- **Direction**: Set out the whole listing below as a numbered list, omitting any blank lines.

==========

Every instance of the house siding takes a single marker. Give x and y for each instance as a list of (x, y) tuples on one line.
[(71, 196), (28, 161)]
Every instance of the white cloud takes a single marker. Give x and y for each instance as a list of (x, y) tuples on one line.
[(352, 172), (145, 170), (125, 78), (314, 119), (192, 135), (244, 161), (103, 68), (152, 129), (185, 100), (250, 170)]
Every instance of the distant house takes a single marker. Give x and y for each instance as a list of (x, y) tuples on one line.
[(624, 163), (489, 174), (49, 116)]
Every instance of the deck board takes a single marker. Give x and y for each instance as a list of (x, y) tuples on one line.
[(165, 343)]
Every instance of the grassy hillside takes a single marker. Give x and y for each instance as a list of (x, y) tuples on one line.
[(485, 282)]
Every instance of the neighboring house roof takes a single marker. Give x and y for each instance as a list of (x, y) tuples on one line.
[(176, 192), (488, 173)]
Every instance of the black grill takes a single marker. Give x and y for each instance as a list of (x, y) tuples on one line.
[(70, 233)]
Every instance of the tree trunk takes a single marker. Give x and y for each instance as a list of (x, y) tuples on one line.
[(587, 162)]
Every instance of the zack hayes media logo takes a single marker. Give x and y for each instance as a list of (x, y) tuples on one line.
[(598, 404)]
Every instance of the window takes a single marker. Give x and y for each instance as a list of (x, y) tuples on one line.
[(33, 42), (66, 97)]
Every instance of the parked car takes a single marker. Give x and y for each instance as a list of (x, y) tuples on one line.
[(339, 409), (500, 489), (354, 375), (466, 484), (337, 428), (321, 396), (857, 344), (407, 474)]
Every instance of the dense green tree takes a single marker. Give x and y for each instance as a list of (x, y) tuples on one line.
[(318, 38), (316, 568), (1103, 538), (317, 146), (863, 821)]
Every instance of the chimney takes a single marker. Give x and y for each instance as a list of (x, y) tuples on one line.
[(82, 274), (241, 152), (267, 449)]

==========

- **Result for this task**:
1. Every instance of the house siding takes a single marker. Give x and y for each instance as a list of (x, y) tuples on one line.
2. [(71, 196), (28, 161)]
3. Every instance of the white cloud takes a single marker. Give x and y for each instance as a list of (x, y) tuples on one line.
4. [(352, 172), (145, 170), (125, 78), (314, 119), (192, 135), (244, 161), (103, 68), (152, 129), (185, 100), (250, 170)]
5. Every instance of the distant house takes a single marker. Give x and y for each instance as a list of (x, y) tuples on one line.
6. [(624, 163), (489, 174), (49, 116)]
7. Every instance of the deck board takes a single marker. Give x and y for each instance as a list of (x, y) tuples on one line.
8. [(165, 343)]
9. Every instance of the grassy hillside takes a single marker. Give x and y for each instance as a list of (x, y) tuples on one line.
10. [(485, 282)]
11. Every instance of the neighboring house roof takes a single marker. Give x and y for each instance as a list of (x, y) tuples on one line.
12. [(176, 192), (488, 173)]
13. Every instance of the black grill takes a single marker. Give x and y for each instance as a list of (x, y) tuples on one line.
14. [(70, 233)]
15. Every instance of the tree trunk takes a single marker. Give x and y for each instance as a list of (x, y) tuples on one line.
16. [(587, 162)]
17. Every instance of the zack hayes media logo takes a single marker. Give x and y for each instance as a list of (x, y) tuples on one line.
18. [(598, 404)]
19. Every instance of the window takes a single marker. Give x and y for each instance as a list of (x, y) tuples on one line.
20. [(33, 42), (66, 97)]
21. Every instance of the parked car takes a single marker. Give x and y for each instance as a list of (x, y) tuples on one line.
22. [(339, 409), (500, 489), (354, 375), (466, 484), (337, 428), (321, 396), (857, 344), (407, 474)]
23. Every instance of the dense green tree takes a single marker. Give x and y for each instance as a list of (x, y) tuples on one line.
24. [(318, 38), (316, 568), (1103, 538), (317, 146), (863, 821)]
25. Every instance of the chimney takes a single marker. Give x and y for each instance as a list of (x, y) tuples on one line.
26. [(82, 274), (241, 152), (267, 449)]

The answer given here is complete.